→ **Work item**
Identical copies of all the records below are needed.

→ **Study material**
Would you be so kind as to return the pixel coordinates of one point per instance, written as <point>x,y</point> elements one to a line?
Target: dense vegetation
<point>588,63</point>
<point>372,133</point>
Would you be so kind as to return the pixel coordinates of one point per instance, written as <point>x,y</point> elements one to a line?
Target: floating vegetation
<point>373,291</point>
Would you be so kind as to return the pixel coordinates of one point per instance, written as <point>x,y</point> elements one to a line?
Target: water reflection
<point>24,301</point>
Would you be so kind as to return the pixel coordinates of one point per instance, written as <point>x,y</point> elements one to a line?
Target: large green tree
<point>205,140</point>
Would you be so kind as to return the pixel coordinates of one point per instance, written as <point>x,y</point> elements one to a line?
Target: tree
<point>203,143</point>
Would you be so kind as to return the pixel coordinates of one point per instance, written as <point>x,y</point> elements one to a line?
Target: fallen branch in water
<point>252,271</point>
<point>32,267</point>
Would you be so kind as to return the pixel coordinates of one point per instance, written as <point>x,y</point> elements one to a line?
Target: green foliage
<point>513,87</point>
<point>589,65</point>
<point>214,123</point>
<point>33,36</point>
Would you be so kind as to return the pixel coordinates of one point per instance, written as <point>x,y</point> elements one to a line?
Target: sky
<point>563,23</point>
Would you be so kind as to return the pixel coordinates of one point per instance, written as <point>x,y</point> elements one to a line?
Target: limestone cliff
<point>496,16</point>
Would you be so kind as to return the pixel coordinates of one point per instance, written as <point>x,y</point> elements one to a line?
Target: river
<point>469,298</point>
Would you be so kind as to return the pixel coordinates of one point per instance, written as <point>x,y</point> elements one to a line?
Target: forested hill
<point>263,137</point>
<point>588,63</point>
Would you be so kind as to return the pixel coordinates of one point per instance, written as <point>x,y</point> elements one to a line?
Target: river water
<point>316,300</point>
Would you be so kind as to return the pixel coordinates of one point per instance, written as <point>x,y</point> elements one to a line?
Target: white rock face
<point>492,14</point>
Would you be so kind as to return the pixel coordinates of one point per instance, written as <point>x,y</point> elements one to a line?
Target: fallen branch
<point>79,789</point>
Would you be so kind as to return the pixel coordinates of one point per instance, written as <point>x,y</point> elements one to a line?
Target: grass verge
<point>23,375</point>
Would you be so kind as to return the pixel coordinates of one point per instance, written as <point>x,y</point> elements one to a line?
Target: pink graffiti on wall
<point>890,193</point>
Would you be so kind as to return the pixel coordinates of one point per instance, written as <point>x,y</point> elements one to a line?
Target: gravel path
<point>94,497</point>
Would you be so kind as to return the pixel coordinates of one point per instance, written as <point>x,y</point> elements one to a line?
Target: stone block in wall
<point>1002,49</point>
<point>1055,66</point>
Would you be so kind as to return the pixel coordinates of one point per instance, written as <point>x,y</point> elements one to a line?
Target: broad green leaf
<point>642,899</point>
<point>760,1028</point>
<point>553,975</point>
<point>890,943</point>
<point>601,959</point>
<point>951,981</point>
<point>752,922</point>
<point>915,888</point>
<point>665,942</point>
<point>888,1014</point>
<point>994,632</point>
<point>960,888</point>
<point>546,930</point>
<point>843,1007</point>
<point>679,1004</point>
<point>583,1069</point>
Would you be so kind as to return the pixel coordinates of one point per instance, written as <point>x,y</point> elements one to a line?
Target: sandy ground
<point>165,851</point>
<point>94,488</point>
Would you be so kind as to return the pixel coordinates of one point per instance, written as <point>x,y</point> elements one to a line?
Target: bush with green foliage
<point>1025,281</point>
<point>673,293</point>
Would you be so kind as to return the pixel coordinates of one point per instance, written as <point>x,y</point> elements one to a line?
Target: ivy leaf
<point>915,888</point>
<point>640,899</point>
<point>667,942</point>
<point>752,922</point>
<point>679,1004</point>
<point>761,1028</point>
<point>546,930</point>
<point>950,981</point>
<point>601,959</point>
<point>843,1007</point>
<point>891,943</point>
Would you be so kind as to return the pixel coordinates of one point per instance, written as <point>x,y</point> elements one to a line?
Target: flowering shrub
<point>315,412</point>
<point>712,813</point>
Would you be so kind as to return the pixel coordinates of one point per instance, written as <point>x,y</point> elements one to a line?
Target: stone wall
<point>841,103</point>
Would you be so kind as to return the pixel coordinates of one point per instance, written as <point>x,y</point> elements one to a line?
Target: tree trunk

→ **Answer to this task**
Would you be so kind as to return the pixel coordinates of one point per instance, written as <point>x,y</point> elements one to a line?
Target: dense vegetation
<point>588,63</point>
<point>372,133</point>
Would you be so kind as to return the pixel coordinates of one point per instance, written as <point>x,y</point> elements one to a line?
Target: floating vegetation
<point>373,291</point>
Would you be so kind as to return the pixel coordinates of one point per instance, written as <point>x,y</point> elements one to a line?
Target: water reflection
<point>24,301</point>
Would you be so kind as to return the pixel coordinates of one point per instance, written as <point>x,y</point> elements one to a line?
Target: large green tree
<point>205,140</point>
Would you be so kind as to return the pixel coordinates of one point per instance, written as <point>x,y</point> elements one to a line?
Target: tree
<point>203,143</point>
Would you be so kind as to return the pixel coordinates of one point per instance, written as <point>x,y</point> elements one to a line?
Target: fallen branch in water
<point>252,271</point>
<point>32,267</point>
Would you be so kind as to return the pixel coordinates of one point per instance, written as <point>x,y</point> elements one to a line?
Target: green foliage
<point>513,87</point>
<point>589,65</point>
<point>214,123</point>
<point>33,36</point>
Would you be so kind as to return the pixel coordinates of one point per instance, written as <point>x,y</point> elements one to a line?
Target: sky
<point>563,23</point>
Would you be so kind as to return the pixel coordinates of one point per instance, written as <point>x,y</point> elements one to a line?
Target: limestone cliff
<point>496,16</point>
Would you be so kind as to return the pixel coordinates of one point per instance, written as <point>x,y</point> elements one to a line?
Target: river
<point>469,298</point>
Would you be so kind as to return the pixel coordinates of one point per instance, written as <point>x,y</point> elements one to a line?
Target: forested hill
<point>263,137</point>
<point>588,63</point>
Would you be so kind as to return the pixel coordinates of one point per instance, written as <point>x,y</point> elements one to a line?
Target: river water
<point>316,300</point>
Would you be so kind as to return the pixel coordinates of one point per instance, written as <point>x,y</point> elements one to a line?
Target: white rock face
<point>492,14</point>
Would you be so kind as to return the pixel coordinates of one point per instance, written as <point>x,y</point> elements one to a line?
Target: fallen branch
<point>79,789</point>
Would you be so kind as to return the pixel coordinates of one point per instance, written as <point>x,y</point> elements one to a line?
Target: grass verge
<point>23,375</point>
Would you be so kind as to return the pixel coordinates of one point per instance, written as <point>x,y</point> elements one to a line?
Target: pink graffiti on wall
<point>890,193</point>
Would you be so kind as to return the pixel coordinates of one point per instance, written as <point>x,y</point> elements one to a line?
Target: gravel path
<point>94,497</point>
Would you be so kind as to return the pixel coordinates of one point per instance, written as <point>x,y</point> elements one to a line?
Target: stone block in wall
<point>1002,49</point>
<point>1055,66</point>
Would you be so kind as to return the pixel coordinates of one point per instance, written as <point>x,y</point> elements one to a line?
Target: broad green leaf
<point>642,899</point>
<point>760,1028</point>
<point>553,975</point>
<point>890,943</point>
<point>601,959</point>
<point>951,981</point>
<point>752,922</point>
<point>915,888</point>
<point>665,942</point>
<point>888,1014</point>
<point>994,632</point>
<point>960,888</point>
<point>546,930</point>
<point>843,1007</point>
<point>679,1004</point>
<point>583,1069</point>
Would you be so kind as to return the pixel coordinates of one point per instance, written as <point>x,y</point> elements one to a line?
Target: sandy ground
<point>165,851</point>
<point>94,488</point>
Would you be so kind as to return the pixel coordinates of one point per instance, written as <point>x,y</point> elements one to a line?
Target: bush with green foliage
<point>1025,281</point>
<point>673,293</point>
Would you be so kind as to return the pixel coordinates of one point per instance, written as <point>x,y</point> elements one to a line?
Target: ivy leaf
<point>915,888</point>
<point>640,899</point>
<point>667,942</point>
<point>752,922</point>
<point>679,1004</point>
<point>761,1028</point>
<point>546,930</point>
<point>950,981</point>
<point>601,959</point>
<point>843,1007</point>
<point>891,943</point>
Would you be so kind as to return the pixel coordinates of one point per instance, written as <point>x,y</point> elements one to a line?
Target: flowering shrub
<point>315,412</point>
<point>712,813</point>
Would you be so kind as to return the pixel coordinates of one point per instance, written as <point>x,y</point> elements one to a line?
Target: stone wall
<point>841,103</point>
Would you be so kind as to return the pixel coordinates of one point per instance, written as <point>x,y</point> elements one to a line?
Target: tree trunk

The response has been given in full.